**TEKST VAN PAGINA**
══════════════════════════════
Een week in herhaling

Het was een week in herhaling. Een teleurstellende race in de ochtend, een geweldige in de avond.
Eerst maar eens die teleurstellende race: ik snap best dat er kritiek is op Max, het is uiteraard niet handig om in Bahrein tegen Hamilton aan te knallen, vervolgens in China je in de luren te laten leggen door diezelfde Hamilton en daarna de leider in het wereldkampioenschap een beuk te geven. Ja, dan maken er mensen wel wat opmerkingen.
De één heeft wellicht wat meer recht van spreken dan de ander, dus de ene uitspraak moet je misschien wat serieuzer nemen dan de andere. Niki Lauda had het idee dat Verstappen niks leerde van zijn fouten. Op zich een rake opmerking maar ik denk dat Max zelf wel weet wat hij ervan opgestoken heeft. Sowieso liet Max al zien dat hij geleerd had een fout direct toe te geven. Ben je gelijk van dat gezeur af. Niet dat de social media terreur daarmee het zwijgen wordt opgelegd maar aan dat soort trollen moet je uiteraard geen aandacht schenken.

Ik zou graag eens een parallel willen leggen met twee andere gedoodverfde wereldkampioenen in spé die na hun debuut al heel snel een titel werden toegedicht: Alain Prost en Ayrton Senna. Beide rijders kwamen binnen als een komeet en zouden het heel snel gaan maken. Maar ze werden pas respectievelijk in hun 6e en 5e seizoen wereldkampioen.
Vooral Prost leek op een gegeven moment onder de druk te bezwijken. Hij kwam relatief ontspannen in 1980 in de Formule 1 bij een McLaren team dat op dat moment niet top-off-the-bill was. Na een jaar werd hij weggekocht door Renault en moest hij rijden ‘Pour le Gloire de la France’, iets wat ‘m eigenlijk steeds slechter afging. Dat leverde de Fransman eerst strafpunten in de pers op en later ook onder de fans. Teamgenoot (en vijand) Rene Arnoux ging daar veel relaxter mee om maar op hem stond ook niet zo’n grote druk.
══════════════════════════════
**UIT TE VOEREN TAKEN**
• a. Vertaal deze zin uit de tekst over Verstappen en de Formule 1 in het Engels: "Niki Lauda had het idee dat Verstappen niks leerde van zijn fouten."
• b. Zet de tekst over Verstappen en de Formule 1 voort, te beginnen na de laatste zin.
De items spelen hierbij geen enkele rol.

**GETOOND MATERIAAL**
══════════════════════════════
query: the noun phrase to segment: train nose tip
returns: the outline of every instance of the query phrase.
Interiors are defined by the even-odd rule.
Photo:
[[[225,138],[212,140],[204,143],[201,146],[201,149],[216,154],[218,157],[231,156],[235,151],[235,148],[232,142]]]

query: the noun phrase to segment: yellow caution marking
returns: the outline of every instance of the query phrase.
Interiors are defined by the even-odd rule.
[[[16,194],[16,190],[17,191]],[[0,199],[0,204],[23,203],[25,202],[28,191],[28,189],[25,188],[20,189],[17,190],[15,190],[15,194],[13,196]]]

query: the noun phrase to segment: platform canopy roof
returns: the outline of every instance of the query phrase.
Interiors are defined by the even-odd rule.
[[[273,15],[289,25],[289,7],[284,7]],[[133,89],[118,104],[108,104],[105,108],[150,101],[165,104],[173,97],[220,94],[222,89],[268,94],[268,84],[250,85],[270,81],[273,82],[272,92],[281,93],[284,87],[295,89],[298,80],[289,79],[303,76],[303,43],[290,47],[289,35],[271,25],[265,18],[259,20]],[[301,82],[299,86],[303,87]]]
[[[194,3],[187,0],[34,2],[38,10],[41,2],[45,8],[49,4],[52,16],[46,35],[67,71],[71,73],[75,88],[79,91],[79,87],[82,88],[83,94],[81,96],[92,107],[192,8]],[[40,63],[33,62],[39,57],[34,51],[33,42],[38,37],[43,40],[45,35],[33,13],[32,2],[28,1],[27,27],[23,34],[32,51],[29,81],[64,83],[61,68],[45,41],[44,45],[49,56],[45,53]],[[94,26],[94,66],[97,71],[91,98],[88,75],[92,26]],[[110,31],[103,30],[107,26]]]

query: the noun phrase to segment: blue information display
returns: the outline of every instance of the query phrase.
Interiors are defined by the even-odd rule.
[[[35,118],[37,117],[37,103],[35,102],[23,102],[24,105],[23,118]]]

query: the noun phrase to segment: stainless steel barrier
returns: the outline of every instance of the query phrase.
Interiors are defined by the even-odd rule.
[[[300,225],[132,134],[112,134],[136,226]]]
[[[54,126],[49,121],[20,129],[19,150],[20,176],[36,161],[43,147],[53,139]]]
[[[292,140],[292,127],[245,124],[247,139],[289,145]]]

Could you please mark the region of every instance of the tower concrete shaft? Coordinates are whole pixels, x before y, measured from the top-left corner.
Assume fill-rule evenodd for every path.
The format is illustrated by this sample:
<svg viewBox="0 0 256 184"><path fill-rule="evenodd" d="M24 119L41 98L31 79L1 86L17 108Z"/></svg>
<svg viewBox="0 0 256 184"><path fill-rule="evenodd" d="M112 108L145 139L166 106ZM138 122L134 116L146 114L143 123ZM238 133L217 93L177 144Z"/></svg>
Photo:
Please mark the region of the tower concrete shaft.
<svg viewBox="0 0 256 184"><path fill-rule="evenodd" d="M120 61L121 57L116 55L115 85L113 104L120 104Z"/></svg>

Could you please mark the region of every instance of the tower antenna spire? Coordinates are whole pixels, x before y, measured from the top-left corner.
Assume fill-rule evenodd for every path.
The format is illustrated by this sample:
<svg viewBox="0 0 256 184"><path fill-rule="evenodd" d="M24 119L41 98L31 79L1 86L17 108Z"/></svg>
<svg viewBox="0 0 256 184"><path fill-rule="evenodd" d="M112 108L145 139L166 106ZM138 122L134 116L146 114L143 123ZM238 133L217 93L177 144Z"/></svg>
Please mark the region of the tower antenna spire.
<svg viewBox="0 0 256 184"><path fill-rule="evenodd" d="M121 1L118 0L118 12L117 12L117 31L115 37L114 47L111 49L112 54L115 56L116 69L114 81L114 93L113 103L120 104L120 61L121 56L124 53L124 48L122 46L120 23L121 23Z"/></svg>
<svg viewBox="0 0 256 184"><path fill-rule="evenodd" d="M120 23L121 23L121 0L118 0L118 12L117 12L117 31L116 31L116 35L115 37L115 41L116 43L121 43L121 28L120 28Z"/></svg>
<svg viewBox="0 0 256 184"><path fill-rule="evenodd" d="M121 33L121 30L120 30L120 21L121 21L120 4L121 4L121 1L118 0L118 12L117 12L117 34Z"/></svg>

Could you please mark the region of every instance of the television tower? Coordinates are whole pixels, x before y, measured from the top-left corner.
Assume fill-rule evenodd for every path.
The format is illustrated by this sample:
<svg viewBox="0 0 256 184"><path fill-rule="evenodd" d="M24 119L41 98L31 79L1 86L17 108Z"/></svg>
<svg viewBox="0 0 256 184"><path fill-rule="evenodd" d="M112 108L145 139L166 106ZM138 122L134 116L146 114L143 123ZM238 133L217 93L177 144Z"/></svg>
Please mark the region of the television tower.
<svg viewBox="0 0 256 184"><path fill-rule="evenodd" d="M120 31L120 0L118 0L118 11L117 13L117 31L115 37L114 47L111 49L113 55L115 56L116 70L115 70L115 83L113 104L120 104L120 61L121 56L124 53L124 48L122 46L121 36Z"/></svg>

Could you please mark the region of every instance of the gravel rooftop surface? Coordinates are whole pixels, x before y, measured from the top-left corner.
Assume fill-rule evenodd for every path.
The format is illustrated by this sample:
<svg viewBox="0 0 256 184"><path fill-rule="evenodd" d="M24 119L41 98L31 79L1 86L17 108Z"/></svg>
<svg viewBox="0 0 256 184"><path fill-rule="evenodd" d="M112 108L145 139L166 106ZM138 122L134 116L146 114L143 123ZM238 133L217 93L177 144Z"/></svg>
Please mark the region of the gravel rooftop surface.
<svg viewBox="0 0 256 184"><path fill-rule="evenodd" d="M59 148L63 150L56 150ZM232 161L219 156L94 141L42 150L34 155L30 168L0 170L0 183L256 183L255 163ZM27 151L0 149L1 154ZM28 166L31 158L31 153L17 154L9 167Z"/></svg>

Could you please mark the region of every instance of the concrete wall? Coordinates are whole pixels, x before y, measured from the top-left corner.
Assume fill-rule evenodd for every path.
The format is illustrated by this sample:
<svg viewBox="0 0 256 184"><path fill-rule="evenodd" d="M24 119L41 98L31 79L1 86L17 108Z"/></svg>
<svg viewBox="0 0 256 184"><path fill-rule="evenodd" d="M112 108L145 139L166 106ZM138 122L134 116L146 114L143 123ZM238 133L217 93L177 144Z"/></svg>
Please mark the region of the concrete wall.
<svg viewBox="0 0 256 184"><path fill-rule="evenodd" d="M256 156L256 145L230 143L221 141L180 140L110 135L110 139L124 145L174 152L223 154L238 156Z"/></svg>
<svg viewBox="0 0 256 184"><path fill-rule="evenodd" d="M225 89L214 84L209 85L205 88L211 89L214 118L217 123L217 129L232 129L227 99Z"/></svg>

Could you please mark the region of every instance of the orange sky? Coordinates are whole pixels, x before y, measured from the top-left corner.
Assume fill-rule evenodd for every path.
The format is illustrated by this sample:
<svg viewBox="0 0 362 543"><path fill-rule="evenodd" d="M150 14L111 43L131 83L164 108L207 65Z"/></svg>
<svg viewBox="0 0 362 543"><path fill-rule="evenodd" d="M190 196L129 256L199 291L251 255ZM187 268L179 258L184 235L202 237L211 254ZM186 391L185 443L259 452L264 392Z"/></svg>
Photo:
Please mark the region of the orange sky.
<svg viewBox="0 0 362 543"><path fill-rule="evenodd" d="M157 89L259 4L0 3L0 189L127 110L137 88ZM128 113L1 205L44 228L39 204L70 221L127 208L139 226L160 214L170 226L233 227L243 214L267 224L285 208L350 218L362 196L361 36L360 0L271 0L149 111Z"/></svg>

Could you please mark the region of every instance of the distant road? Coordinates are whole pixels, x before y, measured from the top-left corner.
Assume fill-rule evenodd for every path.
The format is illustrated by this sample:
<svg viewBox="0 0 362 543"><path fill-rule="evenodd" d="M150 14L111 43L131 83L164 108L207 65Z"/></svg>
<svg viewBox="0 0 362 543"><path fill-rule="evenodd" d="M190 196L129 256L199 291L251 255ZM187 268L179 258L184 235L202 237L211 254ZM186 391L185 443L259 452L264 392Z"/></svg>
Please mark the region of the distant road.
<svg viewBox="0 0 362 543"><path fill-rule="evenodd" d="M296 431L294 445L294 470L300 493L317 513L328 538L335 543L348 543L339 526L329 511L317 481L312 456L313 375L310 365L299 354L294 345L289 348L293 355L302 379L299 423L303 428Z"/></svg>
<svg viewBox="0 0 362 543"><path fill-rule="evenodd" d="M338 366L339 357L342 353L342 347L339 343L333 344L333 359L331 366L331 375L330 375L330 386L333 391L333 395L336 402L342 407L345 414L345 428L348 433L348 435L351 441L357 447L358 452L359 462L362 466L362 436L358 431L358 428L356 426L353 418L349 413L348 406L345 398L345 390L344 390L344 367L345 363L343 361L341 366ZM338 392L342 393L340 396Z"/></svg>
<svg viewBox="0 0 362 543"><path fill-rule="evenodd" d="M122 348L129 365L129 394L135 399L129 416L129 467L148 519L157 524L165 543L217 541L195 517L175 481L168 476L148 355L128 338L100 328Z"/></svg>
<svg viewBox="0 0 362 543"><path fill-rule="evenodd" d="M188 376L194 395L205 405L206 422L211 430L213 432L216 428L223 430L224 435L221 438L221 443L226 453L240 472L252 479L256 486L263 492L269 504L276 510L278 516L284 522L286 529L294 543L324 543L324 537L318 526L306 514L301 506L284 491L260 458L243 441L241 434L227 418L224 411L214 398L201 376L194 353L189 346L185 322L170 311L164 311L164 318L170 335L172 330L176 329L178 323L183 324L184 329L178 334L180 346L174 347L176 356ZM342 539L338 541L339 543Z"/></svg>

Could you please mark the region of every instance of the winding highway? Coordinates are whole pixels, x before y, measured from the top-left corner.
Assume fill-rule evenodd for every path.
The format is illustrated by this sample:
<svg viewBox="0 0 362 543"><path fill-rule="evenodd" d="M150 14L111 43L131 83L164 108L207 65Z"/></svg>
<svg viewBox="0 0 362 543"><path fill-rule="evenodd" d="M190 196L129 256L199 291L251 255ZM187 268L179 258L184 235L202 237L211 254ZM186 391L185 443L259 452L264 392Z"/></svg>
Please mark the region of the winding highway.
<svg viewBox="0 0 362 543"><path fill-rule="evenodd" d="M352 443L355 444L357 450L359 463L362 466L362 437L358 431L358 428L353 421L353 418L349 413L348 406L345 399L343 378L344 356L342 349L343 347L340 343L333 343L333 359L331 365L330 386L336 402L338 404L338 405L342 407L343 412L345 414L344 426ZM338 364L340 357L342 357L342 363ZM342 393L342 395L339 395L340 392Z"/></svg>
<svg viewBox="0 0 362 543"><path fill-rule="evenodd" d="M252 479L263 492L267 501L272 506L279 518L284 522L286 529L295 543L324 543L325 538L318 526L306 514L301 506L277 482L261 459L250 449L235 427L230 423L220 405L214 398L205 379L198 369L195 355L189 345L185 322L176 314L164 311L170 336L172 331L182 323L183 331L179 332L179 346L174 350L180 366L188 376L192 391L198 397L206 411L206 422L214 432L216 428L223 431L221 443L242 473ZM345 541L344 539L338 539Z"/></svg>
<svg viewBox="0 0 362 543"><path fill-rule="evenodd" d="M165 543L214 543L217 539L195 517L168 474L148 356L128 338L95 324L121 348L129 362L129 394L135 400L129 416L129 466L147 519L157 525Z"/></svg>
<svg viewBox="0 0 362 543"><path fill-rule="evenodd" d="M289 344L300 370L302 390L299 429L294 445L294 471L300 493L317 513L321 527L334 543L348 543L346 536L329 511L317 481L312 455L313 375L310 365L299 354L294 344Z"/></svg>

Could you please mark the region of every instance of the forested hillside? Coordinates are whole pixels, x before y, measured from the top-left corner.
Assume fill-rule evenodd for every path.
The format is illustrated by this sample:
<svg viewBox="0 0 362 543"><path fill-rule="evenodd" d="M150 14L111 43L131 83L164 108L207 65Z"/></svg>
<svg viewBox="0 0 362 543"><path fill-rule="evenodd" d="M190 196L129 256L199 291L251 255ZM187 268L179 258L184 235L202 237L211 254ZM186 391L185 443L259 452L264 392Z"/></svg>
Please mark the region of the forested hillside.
══════════════════════════════
**DE ANTWOORDEN**
• a. Niki Lauda was of the opinion that Verstappen wasn't learning anything from his mistakes.

• b.
1983 moest het jaar van Prost en Renault worden, maar hoe beter de wagen en de prestaties werden, hoe zenuwachtiger de Fransman leek te worden, en hoe onhandiger het gedrag. Het is niet zo slim om stiekem het bed te gaan delen met de vrouw van de teambaas, het is nog dommer om je te laten betrappen…
In Zandvoort barstte dat jaar de bom, eerst dus het bovengenoemde slippertje, daarna nog een slipper, maar dan op de baan, waarbij ook titelrivaal Piquet mee omgekegeld werd. De kans om een beslissende voorsprong te nemen was verkeken en vervolgens ging Piquet en het team van Brabham alles-op-alles zetten. Terwijl Renault, waar de sfeer er op z’n zachtst gezegd niet zo goed meer was op safe ging spelen. De rest is bekend, bij Brabham lukte alles, bij Renault niets meer. En Prost verloor weer een titel.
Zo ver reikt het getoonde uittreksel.